**Supplied text**
**********

# Multitask Age / Gender / Ethnicity Model (On-Device Pipeline)
This notebook trains a multi-head CNN on the Kaggle Age-Gender-Ethnicity face dataset CSV (pixels as 48x48 grayscale).
Heads: (1) Age bucket classification, (2) Gender classification, (3) Ethnicity classification.
Output: single TFLite model suitable for on-device inference in Flutter.

## Ethical & Bias Advisory
Ethnicity classification can amplify societal biases; deployment MUST be *explicitly opt-in* and clearly disclosed. Provide UI disclaimers, never use for sensitive decisions, and allow instant disable. Consider *not* exposing ethnicity unless a compelling, user-beneficial feature exists (e.g., adaptive lighting).

## Dataset Expectations
CSV columns: `age`, `gender` (0=Male,1=Female), `ethnicity` (0..4), `pixels` (space-separated 2304 grayscale values).
Place the CSV at `assets/models/age_gender_ethnicity.csv` before running.

In [4]:
import os, numpy as np, pandas as pd, tensorflow as tf
from tensorflow import keras
from tensorflow.keras import layers
CSV_PATH = '../assets/models/age_gender_ethnicity.csv'  # adjust if needed
assert os.path.exists(CSV_PATH), f'CSV not found at {CSV_PATH}'
df = pd.read_csv(CSV_PATH)
print(df.head())
print('Rows:', len(df))
# Basic stats
print(df[['age','gender','ethnicity']].describe())

ModuleNotFoundError: No module named 'numpy'

In [5]:
# Convert pixel strings to normalized tensors
IMG_H = IMG_W = 48
def parse_pixels(pstr):
    vals = np.fromstring(pstr, sep=' ', dtype=np.uint8)
    assert vals.size == IMG_H*IMG_W, 'Unexpected pixel length'
    img = vals.reshape(IMG_H, IMG_W).astype('float32') / 255.0
    # replicate grayscale to 3 channels for better transfer features
    return np.stack([img, img, img], axis=-1)
X = np.stack([parse_pixels(p) for p in df['pixels']], axis=0)
ages_raw = df['age'].values
# Age buckets (coarse)

**********

**Dataset excerpt**
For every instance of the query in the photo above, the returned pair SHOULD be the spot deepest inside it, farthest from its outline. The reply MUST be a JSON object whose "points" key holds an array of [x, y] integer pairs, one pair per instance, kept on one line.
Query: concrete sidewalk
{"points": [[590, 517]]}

**********

**Given problem**
Repeat word for word the stretch of the age and gender model notebook above that begins at the words "Output: single TFLite" and stops after "2304 grayscale values).".

**Correct answer**
Output: single TFLite model suitable for on-device inference in Flutter.

## Ethical & Bias Advisory
Ethnicity classification can amplify societal biases; deployment MUST be *explicitly opt-in* and clearly disclosed. Provide UI disclaimers, never use for sensitive decisions, and allow instant disable. Consider *not* exposing ethnicity unless a compelling, user-beneficial feature exists (e.g., adaptive lighting).

## Dataset Expectations
CSV columns: `age`, `gender` (0=Male,1=Female), `ethnicity` (0..4), `pixels` (space-separated 2304 grayscale values).